无法从char转换为void *

Question

SAFEARRAYBOUND bound[1] = {25, 0};
SAFEARRAY * psa = SafeArrayCreate(VT_UI1, 1, bound);
for(long int i = 0; i <25; i++)
    SafeArrayPutElement(psa, &i,sendBuf[i]);

I am trying to creating a safearray from a char array but get this error cannot convert from char to void* sendBuf is a char array

Answer 1

You didn't show us the error, but it appears SafeArrayPutElement takes a pointer to the element as the third parameter. I believe it'll work if you use:

SafeArrayPutElement(psa, &i, &sendBuf[i]);

Note the & .
§ §
Exercise tasks
**A.** In the SafeArrayPutElement thread, restate the paragraph beginning "You didn't show us the error" as a short bulleted list that keeps its main facts.
**B.** Extend the SafeArrayPutElement thread with a few more sentences that follow on from its final line, "Note the &."

Collected material
§ §
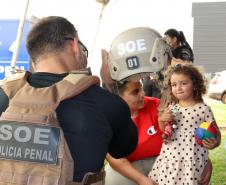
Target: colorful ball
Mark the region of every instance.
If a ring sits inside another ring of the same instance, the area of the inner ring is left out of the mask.
[[[217,129],[213,123],[203,122],[198,128],[195,129],[196,142],[202,145],[202,140],[210,138],[214,139],[217,136]]]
§ §
Solved problems
**A.**
- The error itself was not shown.
- SafeArrayPutElement appears to take a pointer to the element as its third parameter.
- Passing the element's address instead of the element itself should likely work.

**B.**
Answer 2

It would be more efficient in this case to use SafeArrayAccessData() instead of SafeArrayPutElement() :

SAFEARRAYBOUND bound[1] = {25, 0}; 
SAFEARRAY * psa = SafeArrayCreate(VT_UI1, 1, bound); 
void *pvData;
SafeArrayAccessData(psa, &pvData);
memcpy(pvData, sendBuf, 25);
SafeArrayUnaccessData(psa);

Or:

SAFEARRAYBOUND bound[1] = {25, 0}; 
SAFEARRAY * psa = SafeArrayCreate(VT_UI1, 1, bound); 
unsigned char *pvData;
SafeArrayAccessData(psa, (void**)&pvData);
for(long int i = 0; i <25; i++)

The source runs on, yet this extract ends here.